--- SELECTED PASSAGE ---
BEGIN

Graphing Cumulative Rate Statistics

This article was written by Alex Reisner

This article was published in the Fall 2009 Baseball Research Journal

“No doubt some graphics do distort the underlying data, making it hard for the viewer to learn the truth. But data graphics are no different from words in this regard, for any means of communication can be used to deceive.” — Edward Tufte, The Visual Display of Quantitative Information


Data-visualization expert Edward Tufte suggests that graphs can deceive as easily as words. While that is certainly true, this article is not about intentional deception. Rather, it’s about graphics that have deceived their very authors. These graphs do not illustrate their purported subject because they are unwittingly dominated by some statistical phenomenon that causes the same distortion in all datasets, making vastly different numbers look similar. 

I’ve recently noticed a surprising number of graphs that have titles descriptive of the content the author wants them to have and not what is actually depicted. Graphs should be read skeptically, not because there is anything inherently sinister about them but because they make such powerful arguments, encapsulating large amounts of information, and are so frequently misunderstood by their authors that the potential for being led astray is serious.


The phenomenon I’m talking about is simple and widespread. It’s the tendency of cumulative “rate” stats to decrease in variation as the sample size increases. We understand this intuitively: Think about hitters’ batting averages at different points in the season. In April there are always some players batting over .400 who you know won’t finish the season over .300, and some players who start off in a .150 slump will finish at .300. The reason for these disparities is the small sample size. When a player has 20 at-bats, every hit has a large impact on his batting average: The difference between .150 (3-for-20)and .300 (6-for-20)is only 3 hits (made up by a 5-for-5 streak). When a player has 400 at-bats in August, the effect of a hit is dramatically less: The difference between .150 (60-for-400) and .300 (120-for-400) is 60 hits (made up by an 86-for-86 streak).

END

--- TASK ---
Condense the paragraph in the article that begins "The phenomenon I'm talking about" into a short bulleted list that keeps its main facts. The data after this point has no connection to the article.

--- DATA SEGMENT ---

BEGIN

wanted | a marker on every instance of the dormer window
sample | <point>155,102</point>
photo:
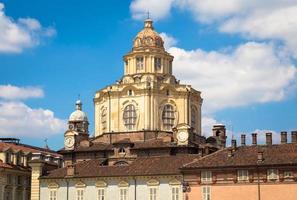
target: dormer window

END

--- FINAL RESULT ---
- The phenomenon is that cumulative "rate" stats vary less as the sample size grows.
- Example: in April, some hitters bat over .400 but won't finish above .300, and some who start in a .150 slump finish at .300.
- The cause is the small sample size: with few at-bats, each hit moves the average a lot.
- At 20 at-bats, .150 (3-for-20) and .300 (6-for-20) differ by only 3 hits.
- At 400 at-bats in August, .150 (60-for-400) and .300 (120-for-400) differ by 60 hits.